● **Records to process**
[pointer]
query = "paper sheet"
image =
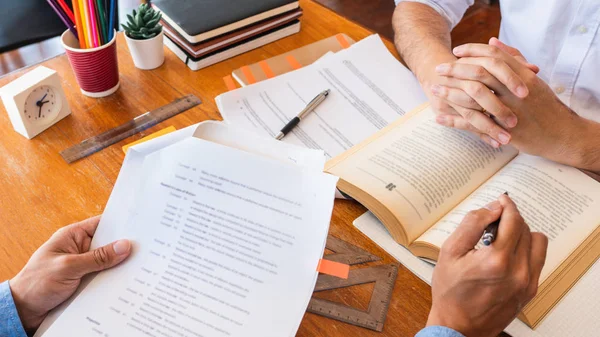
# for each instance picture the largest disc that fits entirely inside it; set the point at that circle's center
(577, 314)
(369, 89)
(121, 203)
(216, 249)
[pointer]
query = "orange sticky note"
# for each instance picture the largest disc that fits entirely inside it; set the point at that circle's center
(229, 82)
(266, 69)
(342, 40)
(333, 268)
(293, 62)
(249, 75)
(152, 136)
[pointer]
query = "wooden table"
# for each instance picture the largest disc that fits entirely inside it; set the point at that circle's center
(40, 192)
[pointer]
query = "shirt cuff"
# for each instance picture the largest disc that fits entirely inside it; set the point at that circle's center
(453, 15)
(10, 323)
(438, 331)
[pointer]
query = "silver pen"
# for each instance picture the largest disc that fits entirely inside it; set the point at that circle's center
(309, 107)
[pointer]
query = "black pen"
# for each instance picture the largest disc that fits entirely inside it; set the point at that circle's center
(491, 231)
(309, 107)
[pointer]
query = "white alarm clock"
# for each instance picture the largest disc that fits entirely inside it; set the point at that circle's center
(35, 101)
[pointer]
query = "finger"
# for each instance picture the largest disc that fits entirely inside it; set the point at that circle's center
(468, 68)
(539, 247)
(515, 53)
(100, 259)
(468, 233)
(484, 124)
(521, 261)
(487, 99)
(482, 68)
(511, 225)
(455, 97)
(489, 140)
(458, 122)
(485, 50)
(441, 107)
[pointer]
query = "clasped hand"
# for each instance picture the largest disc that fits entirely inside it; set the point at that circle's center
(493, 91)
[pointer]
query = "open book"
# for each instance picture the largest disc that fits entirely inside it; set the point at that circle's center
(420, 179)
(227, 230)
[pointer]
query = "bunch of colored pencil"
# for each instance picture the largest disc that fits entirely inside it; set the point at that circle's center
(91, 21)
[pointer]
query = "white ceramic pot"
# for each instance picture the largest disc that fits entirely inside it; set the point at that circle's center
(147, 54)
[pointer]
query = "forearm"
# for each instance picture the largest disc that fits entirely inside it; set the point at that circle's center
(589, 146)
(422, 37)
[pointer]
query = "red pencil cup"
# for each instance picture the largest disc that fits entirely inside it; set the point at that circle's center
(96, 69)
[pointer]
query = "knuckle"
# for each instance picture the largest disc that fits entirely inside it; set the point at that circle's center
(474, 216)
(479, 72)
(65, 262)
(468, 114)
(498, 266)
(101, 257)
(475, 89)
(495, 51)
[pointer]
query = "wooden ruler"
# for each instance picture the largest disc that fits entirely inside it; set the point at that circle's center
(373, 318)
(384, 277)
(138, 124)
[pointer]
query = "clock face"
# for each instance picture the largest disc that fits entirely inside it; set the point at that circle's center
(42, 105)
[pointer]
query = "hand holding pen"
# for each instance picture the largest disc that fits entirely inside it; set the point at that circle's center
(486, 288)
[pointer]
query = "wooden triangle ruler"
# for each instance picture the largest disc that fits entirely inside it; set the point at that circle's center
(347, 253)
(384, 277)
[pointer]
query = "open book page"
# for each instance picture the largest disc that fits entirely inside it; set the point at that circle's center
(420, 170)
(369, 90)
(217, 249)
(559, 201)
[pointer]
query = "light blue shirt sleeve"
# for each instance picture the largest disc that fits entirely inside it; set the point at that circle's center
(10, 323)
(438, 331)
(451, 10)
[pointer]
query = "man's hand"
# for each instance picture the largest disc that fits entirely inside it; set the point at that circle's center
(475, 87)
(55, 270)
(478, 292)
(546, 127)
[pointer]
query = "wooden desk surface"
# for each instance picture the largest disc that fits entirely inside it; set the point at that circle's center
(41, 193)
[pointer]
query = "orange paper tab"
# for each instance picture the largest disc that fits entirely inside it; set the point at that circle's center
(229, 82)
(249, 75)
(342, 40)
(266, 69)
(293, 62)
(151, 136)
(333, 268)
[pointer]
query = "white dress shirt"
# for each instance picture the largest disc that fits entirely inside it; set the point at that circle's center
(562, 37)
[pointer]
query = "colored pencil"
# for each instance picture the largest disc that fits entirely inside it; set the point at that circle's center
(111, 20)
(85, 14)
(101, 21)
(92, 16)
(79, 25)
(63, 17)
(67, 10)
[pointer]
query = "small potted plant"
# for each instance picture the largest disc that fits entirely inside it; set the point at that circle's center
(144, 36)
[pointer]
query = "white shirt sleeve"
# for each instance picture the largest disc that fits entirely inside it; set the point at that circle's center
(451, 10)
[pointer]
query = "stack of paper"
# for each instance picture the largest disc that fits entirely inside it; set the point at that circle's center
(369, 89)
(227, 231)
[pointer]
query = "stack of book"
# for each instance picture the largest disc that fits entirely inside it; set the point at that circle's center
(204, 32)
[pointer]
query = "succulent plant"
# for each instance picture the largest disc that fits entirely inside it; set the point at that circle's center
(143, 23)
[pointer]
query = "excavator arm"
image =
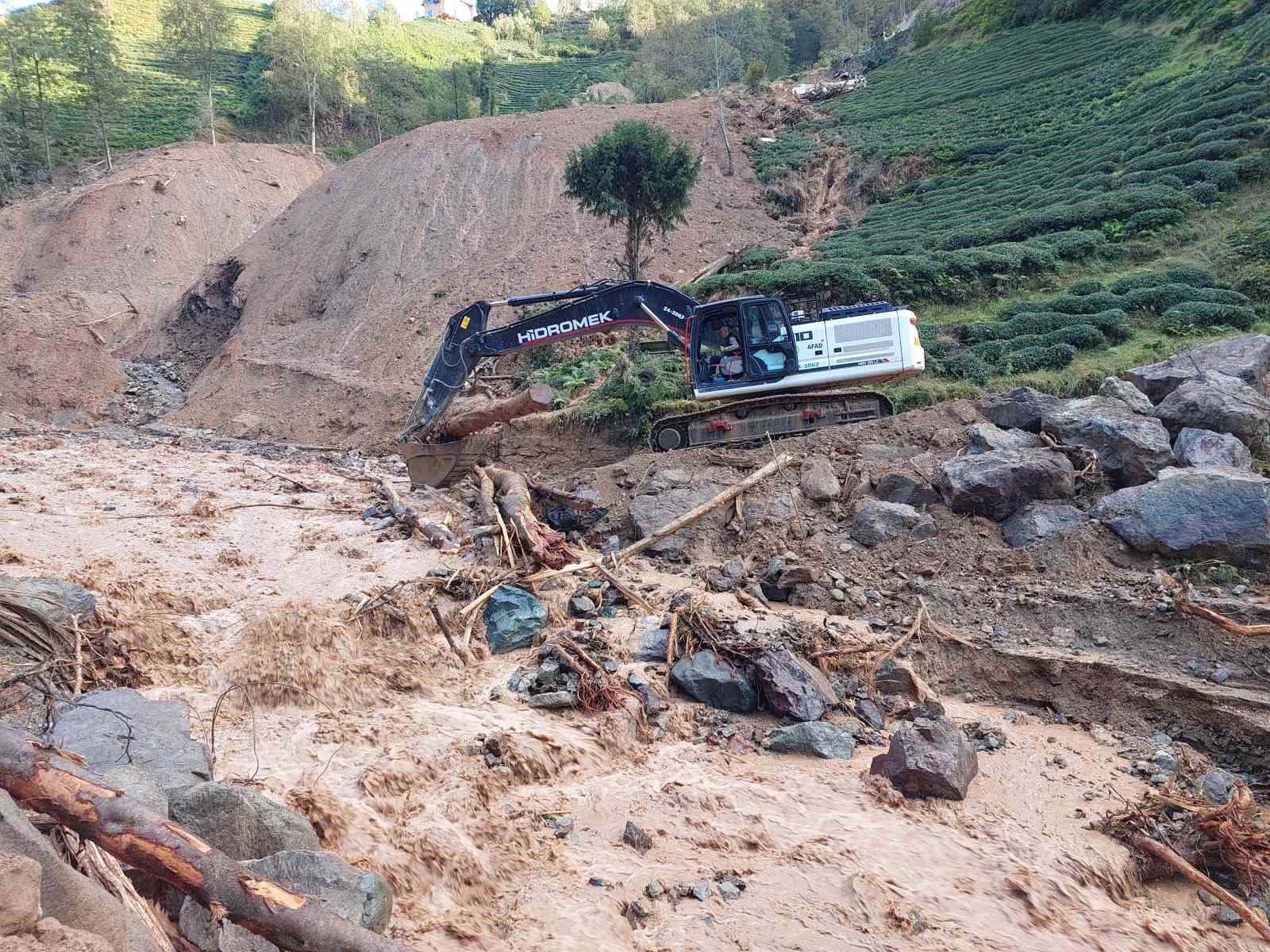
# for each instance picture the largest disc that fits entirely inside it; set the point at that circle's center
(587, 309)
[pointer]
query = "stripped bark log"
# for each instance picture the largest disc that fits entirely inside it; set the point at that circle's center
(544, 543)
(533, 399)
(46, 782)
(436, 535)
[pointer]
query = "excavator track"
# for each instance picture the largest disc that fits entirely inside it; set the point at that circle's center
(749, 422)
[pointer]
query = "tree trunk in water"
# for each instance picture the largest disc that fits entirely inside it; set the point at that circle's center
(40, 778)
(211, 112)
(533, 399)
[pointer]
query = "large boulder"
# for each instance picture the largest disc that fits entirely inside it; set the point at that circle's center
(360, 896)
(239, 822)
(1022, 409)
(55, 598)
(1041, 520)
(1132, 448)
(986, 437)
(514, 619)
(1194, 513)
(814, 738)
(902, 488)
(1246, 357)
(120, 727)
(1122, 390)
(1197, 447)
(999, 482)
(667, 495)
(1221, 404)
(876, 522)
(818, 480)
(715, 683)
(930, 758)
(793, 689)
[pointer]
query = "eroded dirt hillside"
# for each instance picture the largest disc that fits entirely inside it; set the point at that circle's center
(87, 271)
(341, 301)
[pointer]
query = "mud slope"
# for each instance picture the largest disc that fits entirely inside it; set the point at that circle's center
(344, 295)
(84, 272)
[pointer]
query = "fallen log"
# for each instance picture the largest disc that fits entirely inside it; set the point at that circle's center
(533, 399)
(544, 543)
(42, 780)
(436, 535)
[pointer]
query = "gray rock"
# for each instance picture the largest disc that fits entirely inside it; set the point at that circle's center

● **Problem description**
No pictures belong in the copy; output every record exactly.

● **Exercise solution**
[pointer]
query = "paper sheet"
image =
# for each instance picture the largest disc that fits entirely inside it; set the point at that circle's center
(577, 314)
(369, 89)
(121, 203)
(216, 249)
[pointer]
query = "orange sticky note"
# for each instance picture the largest disc that fits entirely inside it; set the point at that circle's center
(229, 82)
(266, 69)
(342, 40)
(333, 268)
(293, 62)
(249, 75)
(152, 136)
[pointer]
query = "wooden table"
# for each instance picture the largest disc that fits entirely inside it; set the point at that circle's center
(40, 192)
[pointer]
query = "shirt cuff"
# for each instance picture the largest disc that fits entirely inside it; set the point at that circle's center
(453, 15)
(10, 323)
(438, 331)
[pointer]
query = "silver pen"
# for each instance picture the largest disc that fits entirely inside it; set the point at that circle's center
(309, 107)
[pointer]
query = "black pen"
# for each instance picture the largest disc that fits entirely inside it; set the point at that circle's center
(491, 231)
(309, 107)
[pointer]
query = "white alarm clock"
# for each instance picture the largest disc that fits entirely inside it; set the point at that circle's center
(35, 101)
[pointer]
query = "finger"
# for each instance picture the largest disc that fits entirely inside it; set the point at that circle's center
(468, 68)
(539, 247)
(515, 53)
(100, 259)
(468, 233)
(484, 124)
(521, 261)
(487, 99)
(482, 68)
(511, 225)
(455, 97)
(489, 140)
(458, 122)
(485, 50)
(441, 107)
[pointer]
query = "clasped hand"
# for each instance picture the largest disc that fits entirely inside it; set the point at that circle's center
(493, 91)
[pointer]
query = "open book"
# for each instance picture the largest disc that fits entirely inside it; set the point at that circle's center
(420, 179)
(227, 230)
[pointer]
query = "bunch of colored pencil"
# for each instance picture the largest disc that fits entirely inside it; set the point at that circle's center
(91, 21)
[pointer]
query = "white ceramic pot"
# for each instance picture the largest disc that fits entirely inside it; set the point at that circle's center
(147, 54)
[pointer]
query = "forearm"
# for each instance picture the largest disc that fits entirely inside it; set the point at that circle's center
(589, 146)
(422, 37)
[pointer]
query = "red pencil cup"
# for each instance picture the largest disc that fits entirely inside it; set the point at that circle's center
(96, 69)
[pointer]
query = "knuckle"
# for each instance picture the largest disc that fits entirely inside it; set the point at that circle's center
(474, 216)
(479, 72)
(65, 262)
(468, 114)
(498, 266)
(101, 257)
(475, 89)
(495, 51)
[pointer]
query = "wooden ruler"
# for each instance picture the largest disc that fits entirely inside it; set the point at that circle's center
(373, 318)
(384, 277)
(138, 124)
[pointer]
query = "clock face"
# for each instance picture the largest disc that fits entirely inside it; set the point at that circle's center
(42, 105)
[pointer]
query = "hand holding pen"
# for each instance picture the largest disc that fits entirely inside it; set the point at that circle's center
(486, 288)
[pointer]
query = "wooden triangle ruler"
# for each instance picture the largest disc that fits entirely inside it; set the point at that circle's center
(347, 253)
(384, 277)
[pointer]
query = "open book page"
# for each instance picture the largest disc that fits entirely inside it; set the point at that circle's center
(420, 170)
(369, 90)
(217, 249)
(559, 201)
[pointer]
query = "light blue shirt sleeve"
# for each instance picture the largest disc that fits entirely inside it; set the point at that circle's center
(10, 323)
(438, 331)
(451, 10)
[pointer]
query = "man's hand"
# for each instance picture the largest disc that fits entirely inside it; set the point at that circle's center
(475, 87)
(55, 270)
(478, 292)
(546, 127)
[pointer]
query = "wooden desk surface"
# for each instance picture the largest disc that fits entirely inside it; set the point at that circle's center
(41, 193)
[pointer]
query = "orange paper tab"
# for each instance picture the largest disc that fits entirely inside it; set the point at that circle's center
(229, 82)
(249, 75)
(342, 40)
(266, 69)
(293, 62)
(151, 136)
(333, 268)
[pointer]
query = "white dress shirt"
# for each instance picture the largest disc that fits entirely inside it; set the point at that circle's center
(562, 37)
[pointer]
query = "colored pencil"
# for each instance picture the largest disc that fits entirely inside it; set the point at that circle's center
(111, 20)
(85, 14)
(101, 21)
(92, 16)
(79, 25)
(63, 17)
(67, 10)
[pointer]
query = "small potted plant"
# for each instance picture the largest disc that fits entirely inside it; set the point at that circle's center
(144, 36)
[pointer]
query = "white shirt sleeve"
# for each instance picture the largest disc that fits entirely inside it; set the point at that circle's center
(451, 10)
[pointer]
query = "stack of paper"
# for each instance picture the largest disc that fits entirely inside it; set the point at that circle's center
(369, 89)
(227, 231)
[pointer]
query = "stack of book"
# for each instance picture the largest disc that fits entirely inside it; set the point at that circle's center
(204, 32)
[pointer]
query = "succulent plant"
# for each instance picture the largest disc that fits entirely inside it; set the point at that circle's center
(143, 23)
[pointer]
query = "excavator arm"
image =
# for each instance picture the largest disc that fits entirely inside it; set the point at that circle's center
(587, 309)
[pointer]
query = "stripped bark log"
# for each instance picture the largest disc that fits entirely inside it; set the point at that circle's center
(544, 543)
(533, 399)
(46, 782)
(436, 535)
[pointer]
query = "excavator track"
# for each instance picture the largest disc that fits entirely inside it; set the point at that circle's center
(749, 422)
[pointer]
query = "tree trunk in water"
# for each instance picture the largest disc that fits entirely inside it; set the point at that circle's center
(40, 778)
(211, 112)
(533, 399)
[pointer]
query = "large boulder"
# for each instance picture the largest disc that fits entirely inside it; set the point at that circle's center
(360, 896)
(239, 822)
(1022, 409)
(55, 598)
(1041, 520)
(1132, 448)
(986, 437)
(514, 619)
(1194, 513)
(814, 738)
(902, 488)
(1246, 357)
(120, 727)
(1122, 390)
(1197, 447)
(999, 482)
(667, 495)
(1221, 404)
(876, 522)
(818, 480)
(715, 683)
(930, 758)
(793, 689)
[pointer]
query = "eroded dirt hillside"
# for each instance picture the largest disc that fits entirely inside it; set the point at that circle's center
(87, 271)
(341, 301)
[pointer]
query = "mud slope"
# for each instance picture the largest disc that fits entirely inside it; set the point at that circle's center
(344, 295)
(84, 272)
[pointer]
query = "fallen log"
# for each instance picture the largest disc that fits entirely inside it; set the point at that circle's center
(533, 399)
(544, 543)
(42, 780)
(436, 535)
[pointer]
query = "gray rock"
# for each instance picture the largest disc that fits entirely inside it; set the point at that circle's center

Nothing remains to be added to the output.